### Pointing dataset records

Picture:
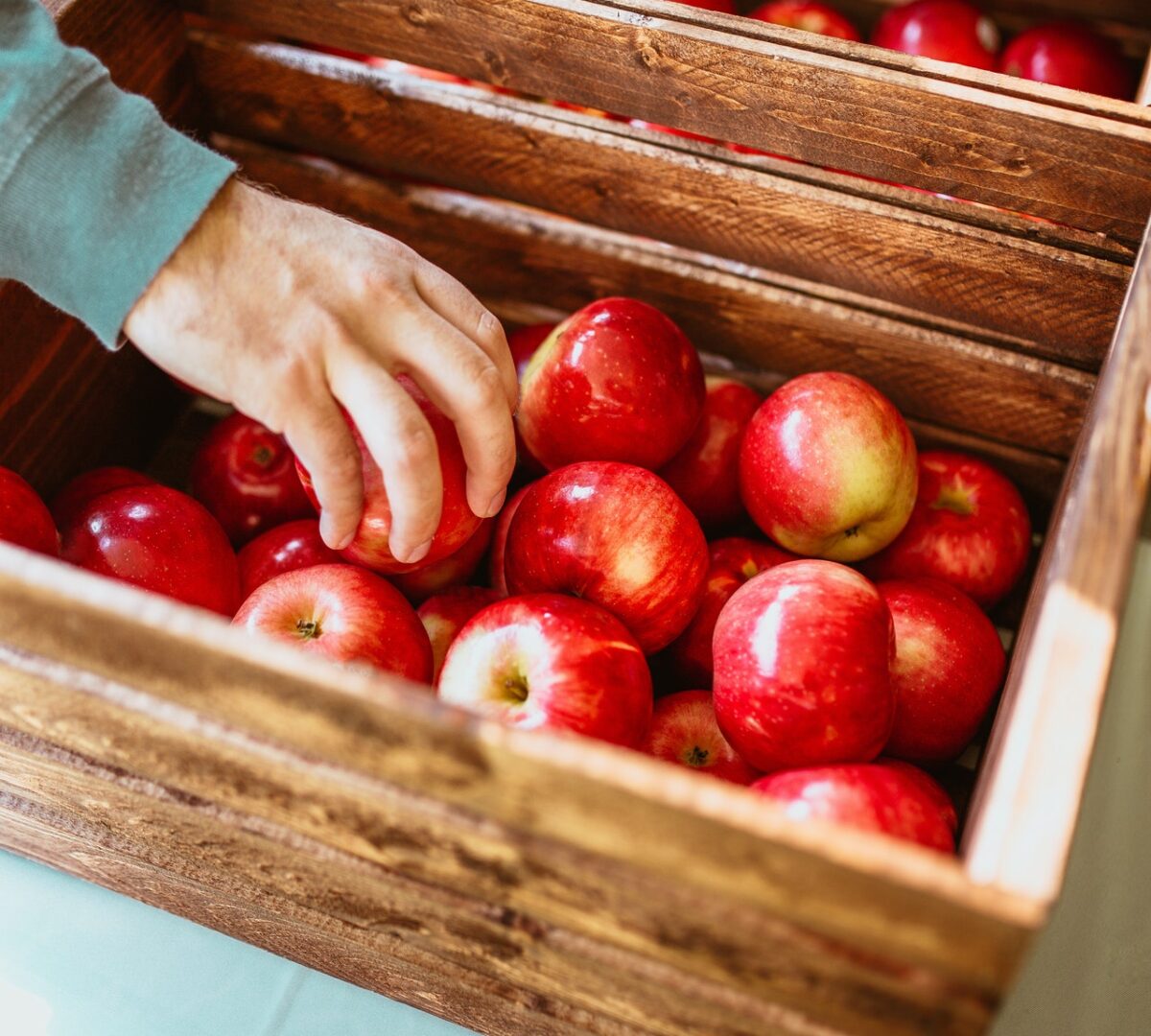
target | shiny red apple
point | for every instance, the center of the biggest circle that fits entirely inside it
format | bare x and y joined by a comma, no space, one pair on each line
552,662
810,15
732,562
246,476
458,522
286,548
948,30
1069,55
615,534
615,381
949,666
887,797
343,614
158,539
801,668
827,467
447,613
706,471
970,529
684,731
24,518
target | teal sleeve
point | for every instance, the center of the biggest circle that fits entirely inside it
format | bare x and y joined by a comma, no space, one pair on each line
96,190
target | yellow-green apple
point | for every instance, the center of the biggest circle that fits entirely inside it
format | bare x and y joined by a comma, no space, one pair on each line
706,471
458,522
949,666
827,467
615,534
552,662
684,731
447,613
970,529
803,654
887,797
344,614
615,381
731,563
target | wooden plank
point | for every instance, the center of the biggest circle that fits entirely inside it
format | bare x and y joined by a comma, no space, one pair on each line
1036,761
759,319
1062,305
1028,148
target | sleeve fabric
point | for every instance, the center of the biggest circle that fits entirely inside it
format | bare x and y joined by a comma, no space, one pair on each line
96,190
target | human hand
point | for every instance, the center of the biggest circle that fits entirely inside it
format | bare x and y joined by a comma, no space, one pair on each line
289,312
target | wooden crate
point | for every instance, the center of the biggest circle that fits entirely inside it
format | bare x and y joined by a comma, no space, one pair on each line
529,884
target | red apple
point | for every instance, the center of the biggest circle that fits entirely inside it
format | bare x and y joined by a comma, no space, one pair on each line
24,518
1069,55
458,522
615,381
496,576
970,529
446,614
455,570
160,540
68,502
734,561
887,797
827,467
343,614
246,476
615,534
809,15
684,731
286,548
706,471
801,668
948,30
949,666
551,662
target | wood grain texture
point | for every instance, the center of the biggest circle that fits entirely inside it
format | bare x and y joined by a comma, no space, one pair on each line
1041,746
1056,153
1056,303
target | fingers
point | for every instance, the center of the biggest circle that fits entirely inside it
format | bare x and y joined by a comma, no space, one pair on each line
401,441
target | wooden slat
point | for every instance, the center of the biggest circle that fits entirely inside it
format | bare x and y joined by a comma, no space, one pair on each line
1062,305
506,251
1029,148
1041,746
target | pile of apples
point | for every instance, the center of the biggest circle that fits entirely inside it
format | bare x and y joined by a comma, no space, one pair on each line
678,534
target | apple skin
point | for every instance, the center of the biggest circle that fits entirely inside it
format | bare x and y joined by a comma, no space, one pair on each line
809,15
24,518
454,570
246,476
615,381
68,502
343,614
731,563
970,529
617,535
286,548
447,613
684,731
948,30
801,668
458,522
706,471
158,539
552,662
1069,55
827,467
887,797
949,666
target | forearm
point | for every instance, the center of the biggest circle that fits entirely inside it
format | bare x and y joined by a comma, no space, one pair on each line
96,191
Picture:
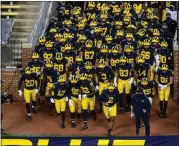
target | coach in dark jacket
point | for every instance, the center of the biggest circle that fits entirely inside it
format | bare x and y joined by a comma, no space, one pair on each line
141,108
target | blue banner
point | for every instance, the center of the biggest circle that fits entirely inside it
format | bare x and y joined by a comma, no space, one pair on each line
92,141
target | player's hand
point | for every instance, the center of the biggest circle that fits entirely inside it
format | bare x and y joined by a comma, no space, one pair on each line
105,103
38,73
84,96
20,93
106,81
36,91
52,100
79,96
97,87
144,111
66,99
70,102
161,86
131,81
156,68
70,77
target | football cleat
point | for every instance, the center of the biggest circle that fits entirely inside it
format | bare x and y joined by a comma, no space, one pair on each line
29,117
85,127
109,133
33,110
142,124
57,114
121,110
137,132
63,125
161,114
73,124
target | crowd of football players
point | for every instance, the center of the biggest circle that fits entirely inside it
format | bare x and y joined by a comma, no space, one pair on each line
119,45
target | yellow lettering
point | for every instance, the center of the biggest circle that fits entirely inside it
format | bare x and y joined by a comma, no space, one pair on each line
128,142
43,142
75,142
103,142
19,142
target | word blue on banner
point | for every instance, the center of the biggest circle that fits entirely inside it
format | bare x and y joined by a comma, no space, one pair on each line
92,141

### Aim
All records should be output exactly, with the pictures left out.

### Solution
Picture:
target | shiny red apple
point | for every instance, the center of the biggest circle that fits entirely inside it
format | bare x and y joined by a comma, no space, one pair on each line
552,662
810,15
732,562
246,476
458,522
286,548
948,30
1069,55
615,534
615,381
949,666
887,797
343,614
158,539
801,668
827,467
447,613
706,471
970,529
684,731
24,518
target | teal sleeve
point | for every instance, the center of the biggest circle that fits entirely inside it
format | bare x and y joined by a comma, no space, one pair on each line
96,190
target | yellow-green apple
point | for every instance, the center of the biggest circle that fits entirely inside it
format | bare x and y joined by a comma, no space, one pair on each line
706,471
458,522
949,666
827,467
615,534
552,662
684,731
447,613
970,529
803,654
887,797
344,614
615,381
731,563
target | wooden plank
point | for every instance, the center of the biggest circle that fits entirely inside it
format | bare x and y joined by a comma, no space, one pair on each line
1036,761
759,319
1062,305
1028,148
target | sleeve fabric
point | for every instance, the center of the biggest circle that fits entirely inside it
format | bare x and y joined by a comma, no space, one pair on each line
96,190
target | human hand
point | for every instance, the center of the biggest circle that fits entirely inside it
format | bare x and y joined by a comma, no space, one pair on each line
289,312
target | wooden crate
point | for every instance, the center of the biggest circle that fits entirely inside it
format | bare x and y joined by a comma, no space, one pair on each line
529,884
target | red apple
point | for every instance, the center of the biggest circle that fits entirely inside it
format | bare x and y joined by a comma, no space, one pair on each line
24,518
1069,55
458,522
615,381
496,576
970,529
446,614
455,570
160,540
68,502
734,561
887,797
827,467
343,614
246,476
615,534
809,15
684,731
286,548
706,471
801,668
948,30
949,666
551,662
target | wood grain texture
point | for every instance, the center of the biggest circle that fits entirely inside it
format | bare x and y joined by a comma, no space, one pair on each line
1041,746
1056,153
1056,303
target | fingers
point | for every instance, the center of the biggest circle that fits entirely inside it
format | bare x and y joined by a comma, no space, one pair on each line
401,441
target | wooden slat
point | for every instance, the center of the biggest circle that fits entirely inside it
format | bare x and y joined by a comma, no space, one pair on each line
1062,305
506,251
1029,148
1041,746
target | pile of apples
point | for every instance, the center of the biggest circle that fits entirely inside it
format | bare x and y joined by a comma, no space, one pair on each line
678,534
target | apple skin
point | for every instance, the center of the biggest circle that fits entirely inside it
format | bare x and y joined by a comma, no space, one pair on each line
809,15
24,518
454,570
246,476
615,381
68,502
343,614
731,563
970,529
617,535
286,548
447,613
684,731
948,30
801,668
458,522
706,471
158,539
552,662
1069,55
827,467
887,797
949,666
target | forearm
point | for every instance, the center of the biggest circle that fits entirely inside it
format | bare x and y joined by a comma, no space, one pair on each line
96,191
Picture:
target | coach in dark jacket
point | for every instance, the center of the biggest circle that fits entirely inside it
format | bare x and y joined by a comma, no space, one pair on each line
141,108
target | blue banner
point | for every instance, the center of the biggest circle that fits entirely inside it
format | bare x and y joined by a comma, no space, one pair on each line
92,141
target | player's hand
point | for every instance, the center of the biggest circle that fits entirely inside it
format | bare x and y joined by a comma, no space, one pair on each line
105,103
38,73
84,96
20,93
106,81
36,91
52,100
79,96
97,87
144,111
66,99
70,102
161,86
131,81
156,68
70,77
target | football cleat
point | for every instance, the center of the biggest circle that fits entirely inside it
format | bare x and y joined by a comma, no space, one pair on each line
29,117
85,127
109,133
33,110
142,124
57,114
121,110
137,132
63,125
161,114
73,124
target | crowd of football players
point | for every instance, the center of the biggest circle that fits entirely inside it
format | bare x and y joined by a comma, no space, one pair on each line
119,45
target | yellow lettering
point | for every instance, the center of the biggest circle that fits entirely inside it
format | bare x and y joined by a comma, no space, one pair on each line
128,142
43,142
75,142
103,142
19,142
target | word blue on banner
point | for every instance, the center of the biggest circle that fits entirely inside it
format | bare x and y joined by a comma, no space, one pair on each line
92,141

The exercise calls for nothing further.